▸ **EXCERPTED PASSAGE**
▶

In some implementations, the wireless device includes a plurality of SIMs. For example, the plurality of SIMs includes the first subscriber identity module (e.g., SIM1) and the second first subscriber identity module (e.g., SIM2), and the SIM1 is used to communicate with the first network, and the SIM2 is used to communicate with the second network.

It will be appreciated that the present document discloses techniques that can be embodied in various embodiments to determine downlink control information in wireless networks. The disclosed and other embodiments, modules and the functional operations described in this document can be implemented in digital electronic circuitry, or in computer software, firmware, or hardware, including the structures disclosed in this document and their structural equivalents, or in combinations of one or more of them. The disclosed and other embodiments can be implemented as one or more computer program products, i.e., one or more modules of computer program instructions encoded on a computer readable medium for execution by, or to control the operation of, data processing apparatus. The computer readable medium can be a machine-readable storage device, a machine-readable storage substrate, a memory device, a composition of matter effecting a machine-readable propagated signal, or a combination of one or more them. The term “data processing apparatus” encompasses all apparatus, devices, and machines for processing data, including by way of example a programmable processor, a computer, or multiple processors or computers. The apparatus can include, in addition to hardware, code that creates an execution environment for the computer program in question, e.g., code that constitutes processor firmware, a protocol stack, a database management system, an operating system, or a combination of one or more of them. A propagated signal is an artificially generated signal, e.g., a machine-generated electrical, optical, or electromagnetic signal, that is generated to encode information for transmission to suitable receiver apparatus.

◀

▸ **DIRECTIONS FOR THIS TASK**
Reproduce the wireless device passage word for word from "In some implementations, the" to "the second network.".

Object pointing dataset rows
▶

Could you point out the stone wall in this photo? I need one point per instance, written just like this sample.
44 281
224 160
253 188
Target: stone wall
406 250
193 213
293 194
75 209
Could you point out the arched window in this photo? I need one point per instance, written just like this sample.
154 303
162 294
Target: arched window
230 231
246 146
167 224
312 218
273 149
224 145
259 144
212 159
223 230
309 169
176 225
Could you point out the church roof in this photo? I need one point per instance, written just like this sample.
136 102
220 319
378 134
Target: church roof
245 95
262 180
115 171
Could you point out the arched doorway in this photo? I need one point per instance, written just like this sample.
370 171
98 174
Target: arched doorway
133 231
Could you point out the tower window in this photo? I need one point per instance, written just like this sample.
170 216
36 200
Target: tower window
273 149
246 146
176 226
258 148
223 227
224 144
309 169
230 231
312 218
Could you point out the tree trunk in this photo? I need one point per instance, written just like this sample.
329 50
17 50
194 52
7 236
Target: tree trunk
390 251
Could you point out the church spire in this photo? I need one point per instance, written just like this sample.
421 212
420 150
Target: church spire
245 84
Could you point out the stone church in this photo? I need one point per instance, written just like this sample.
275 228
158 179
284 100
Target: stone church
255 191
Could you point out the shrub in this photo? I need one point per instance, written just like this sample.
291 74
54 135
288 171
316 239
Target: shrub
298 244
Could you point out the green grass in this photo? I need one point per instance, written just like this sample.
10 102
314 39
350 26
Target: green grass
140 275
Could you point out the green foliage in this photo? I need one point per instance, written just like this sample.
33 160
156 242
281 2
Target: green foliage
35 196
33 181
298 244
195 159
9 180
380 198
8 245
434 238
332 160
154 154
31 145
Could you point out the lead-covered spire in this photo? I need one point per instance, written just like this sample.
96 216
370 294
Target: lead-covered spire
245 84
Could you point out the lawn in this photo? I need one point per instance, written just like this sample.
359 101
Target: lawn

◀

▸ **COMPLETE OUTPUT**
In some implementations, the wireless device includes a plurality of SIMs. For example, the plurality of SIMs includes the first subscriber identity module (e.g., SIM1) and the second first subscriber identity module (e.g., SIM2), and the SIM1 is used to communicate with the first network, and the SIM2 is used to communicate with the second network.